__Short task__
Reproduce all of the data below word for word, leaving out the pictures.

__Records for processing__
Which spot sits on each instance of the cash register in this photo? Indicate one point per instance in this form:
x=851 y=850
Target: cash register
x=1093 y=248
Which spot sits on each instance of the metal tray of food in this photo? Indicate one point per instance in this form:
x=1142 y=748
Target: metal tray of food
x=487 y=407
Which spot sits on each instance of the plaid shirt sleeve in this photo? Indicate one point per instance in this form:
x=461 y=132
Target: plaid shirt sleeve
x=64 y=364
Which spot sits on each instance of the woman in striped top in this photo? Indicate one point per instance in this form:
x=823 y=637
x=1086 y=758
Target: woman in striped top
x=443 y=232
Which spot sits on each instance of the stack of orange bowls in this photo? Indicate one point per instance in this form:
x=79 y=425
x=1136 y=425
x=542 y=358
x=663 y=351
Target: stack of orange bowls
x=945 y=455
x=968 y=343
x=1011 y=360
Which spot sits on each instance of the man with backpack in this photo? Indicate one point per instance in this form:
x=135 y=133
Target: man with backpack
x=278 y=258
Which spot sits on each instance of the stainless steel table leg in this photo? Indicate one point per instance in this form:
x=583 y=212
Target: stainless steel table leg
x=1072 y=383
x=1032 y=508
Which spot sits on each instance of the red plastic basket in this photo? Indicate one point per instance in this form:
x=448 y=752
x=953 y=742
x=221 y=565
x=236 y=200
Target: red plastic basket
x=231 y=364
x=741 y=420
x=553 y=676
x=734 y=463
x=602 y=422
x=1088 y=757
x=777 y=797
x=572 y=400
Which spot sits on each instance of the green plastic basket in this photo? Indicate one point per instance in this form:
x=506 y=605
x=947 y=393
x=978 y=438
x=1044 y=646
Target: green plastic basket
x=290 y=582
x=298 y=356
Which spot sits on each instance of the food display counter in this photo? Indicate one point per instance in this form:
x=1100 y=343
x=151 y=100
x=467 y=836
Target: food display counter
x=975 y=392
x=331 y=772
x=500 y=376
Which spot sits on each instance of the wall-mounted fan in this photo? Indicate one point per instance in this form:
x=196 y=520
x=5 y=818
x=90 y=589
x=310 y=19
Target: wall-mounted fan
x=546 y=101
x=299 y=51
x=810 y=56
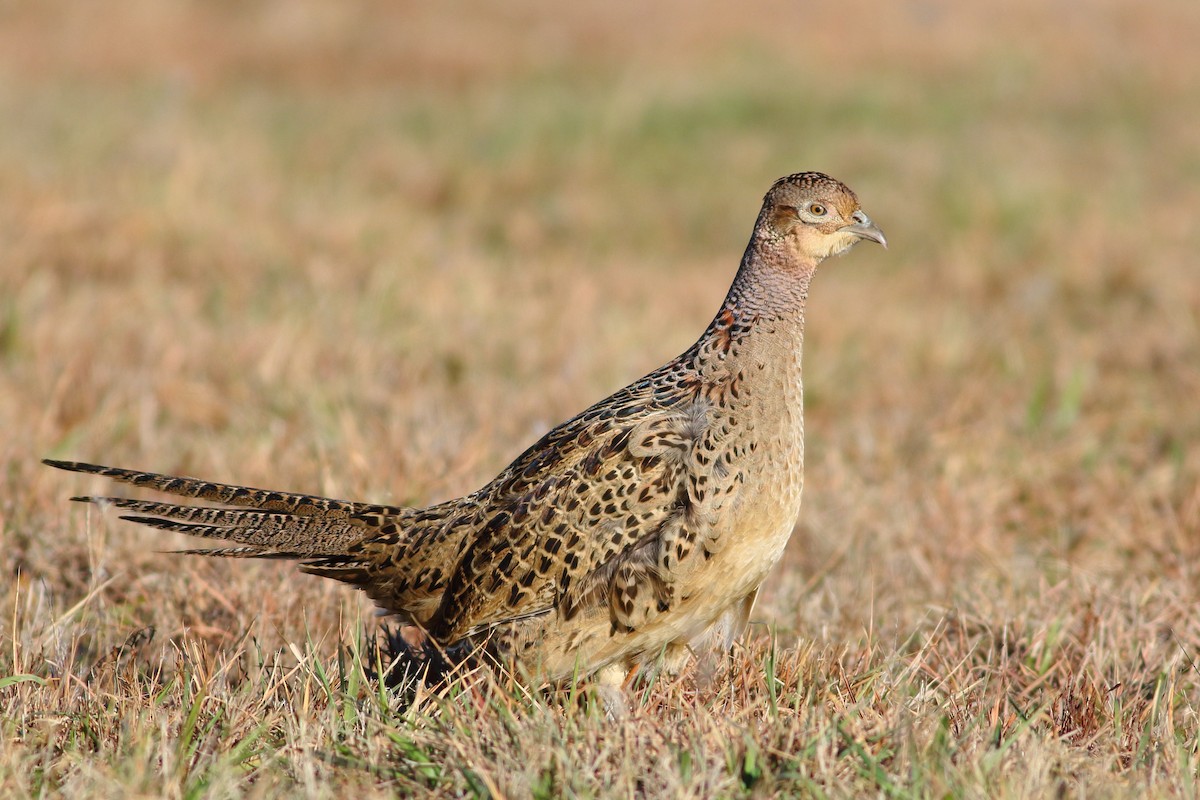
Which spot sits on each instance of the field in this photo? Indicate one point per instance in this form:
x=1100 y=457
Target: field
x=372 y=251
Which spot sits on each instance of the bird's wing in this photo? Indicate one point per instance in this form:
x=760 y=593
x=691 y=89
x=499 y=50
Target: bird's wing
x=621 y=497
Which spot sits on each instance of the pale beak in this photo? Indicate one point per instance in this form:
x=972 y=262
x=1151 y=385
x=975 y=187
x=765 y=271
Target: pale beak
x=864 y=228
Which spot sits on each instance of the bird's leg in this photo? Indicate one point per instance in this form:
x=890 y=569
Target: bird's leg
x=611 y=683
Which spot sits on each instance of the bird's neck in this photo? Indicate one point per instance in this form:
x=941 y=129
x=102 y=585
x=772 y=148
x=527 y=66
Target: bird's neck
x=772 y=286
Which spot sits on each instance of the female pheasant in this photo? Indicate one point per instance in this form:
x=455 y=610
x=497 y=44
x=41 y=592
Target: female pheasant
x=642 y=527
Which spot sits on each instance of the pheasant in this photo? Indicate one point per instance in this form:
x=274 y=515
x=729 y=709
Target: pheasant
x=640 y=529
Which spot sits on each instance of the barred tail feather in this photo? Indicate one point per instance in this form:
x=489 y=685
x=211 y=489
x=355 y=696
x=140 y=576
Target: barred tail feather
x=279 y=524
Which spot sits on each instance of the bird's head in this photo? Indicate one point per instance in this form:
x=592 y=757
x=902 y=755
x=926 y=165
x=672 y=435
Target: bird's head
x=814 y=217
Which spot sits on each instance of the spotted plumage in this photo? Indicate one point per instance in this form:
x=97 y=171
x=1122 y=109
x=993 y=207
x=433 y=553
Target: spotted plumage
x=643 y=525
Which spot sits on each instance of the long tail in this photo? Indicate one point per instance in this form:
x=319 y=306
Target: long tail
x=279 y=524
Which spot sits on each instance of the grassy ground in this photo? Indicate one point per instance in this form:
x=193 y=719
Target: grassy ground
x=373 y=252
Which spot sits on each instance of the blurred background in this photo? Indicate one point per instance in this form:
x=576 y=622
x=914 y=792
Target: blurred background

__Response to this exercise__
Which spot sits on each instance of the cash register in this photo? Indicate one point per instance in this form:
x=851 y=850
Target: cash register
x=1093 y=248
Which spot sits on each instance of the metal tray of food in this photo? Indicate one point per instance in this form:
x=1142 y=748
Target: metal tray of food
x=487 y=407
Which spot sits on each instance of the plaid shirt sleeve in this photo? Indicate one point per instance in this form:
x=461 y=132
Target: plaid shirt sleeve
x=64 y=364
Which spot sits on each instance of the woman in striped top in this photo? Indicate one point per instance in this form:
x=823 y=637
x=1086 y=758
Target: woman in striped top
x=443 y=232
Which spot sits on each instance of the stack of orange bowls in this photo? Indicate one point per instance in this form:
x=79 y=425
x=1136 y=425
x=542 y=358
x=663 y=351
Target: stack of orange bowls
x=945 y=455
x=968 y=343
x=1011 y=360
Which spot sits on each instance of the man with backpack in this photo? Indicate one point per instance in this form:
x=135 y=133
Target: man with backpack
x=278 y=258
Which spot sits on each instance of the stainless steel table leg in this photo? Indicate one point per instance in this form:
x=583 y=212
Target: stainless steel table leg
x=1072 y=383
x=1032 y=508
Which spot sits on each instance of the red plastic basket in this photo? Indicate one point per instance in this form:
x=448 y=752
x=953 y=742
x=221 y=565
x=236 y=200
Target: red plastic basket
x=231 y=364
x=741 y=420
x=553 y=676
x=734 y=463
x=602 y=422
x=1088 y=757
x=777 y=797
x=572 y=400
Which spot sits on each instance of the green plastic basket in this photo? Indicate one point per instance in this form:
x=506 y=605
x=947 y=393
x=978 y=438
x=1044 y=646
Target: green plastic basket
x=290 y=582
x=298 y=356
Which spot sits on each instance of the food display counter in this photo? Indicate one point per instance in this form:
x=1100 y=343
x=151 y=100
x=467 y=836
Target: food display counter
x=975 y=392
x=331 y=772
x=500 y=376
Which spot sits on each instance of the wall-mounted fan in this photo? Indicate one point per instance in this form:
x=196 y=520
x=5 y=818
x=90 y=589
x=310 y=19
Target: wall-mounted fan
x=546 y=101
x=299 y=51
x=810 y=56
Which spot sits on each instance of the field in this photo? Indicate one point per instance in this form:
x=1100 y=457
Target: field
x=372 y=251
Which spot sits on each instance of the bird's wing in this photo? Indicate one point per instance in this form:
x=760 y=593
x=691 y=89
x=499 y=50
Target: bird's wing
x=621 y=497
Which spot sits on each instance of the pale beak in this photo? Indicate one point per instance in this form:
x=972 y=262
x=1151 y=385
x=975 y=187
x=765 y=271
Target: pale beak
x=864 y=228
Which spot sits on each instance of the bird's leg in this photo? Indicate one point per instance in this form:
x=890 y=569
Target: bird's leg
x=611 y=683
Which spot sits on each instance of the bird's neck in this photo? Indicate one point per instance in this form:
x=941 y=129
x=102 y=585
x=772 y=148
x=527 y=66
Target: bird's neck
x=772 y=286
Which spot sits on each instance of the female pheasant in this photo? Indicate one point per instance in this form:
x=455 y=610
x=497 y=44
x=41 y=592
Target: female pheasant
x=642 y=527
Which spot sits on each instance of the pheasant in this photo? Indicate one point per instance in this form:
x=274 y=515
x=729 y=709
Target: pheasant
x=640 y=529
Which spot sits on each instance of the barred tail feather in this photo? Indicate one point per instance in this form:
x=489 y=685
x=211 y=489
x=355 y=696
x=140 y=576
Target: barred tail feather
x=279 y=524
Which spot sits on each instance of the bird's head in this photo? Indicate one point per instance in this form:
x=592 y=757
x=902 y=755
x=926 y=165
x=672 y=435
Target: bird's head
x=814 y=217
Which spot sits on each instance of the spotted plumage in this photo? Indicate one point per instance in this form:
x=97 y=171
x=1122 y=109
x=993 y=207
x=433 y=553
Target: spotted plumage
x=643 y=525
Which spot sits on each instance of the long tail in this photo? Indicate one point per instance in this form:
x=319 y=306
Target: long tail
x=279 y=524
Which spot sits on each instance of the grassy ground in this photo? Indicate one point per instance in this form:
x=193 y=719
Target: grassy ground
x=373 y=252
Which spot sits on each instance of the blurred background in this photo? Indicate one point per instance in this form:
x=576 y=622
x=914 y=792
Target: blurred background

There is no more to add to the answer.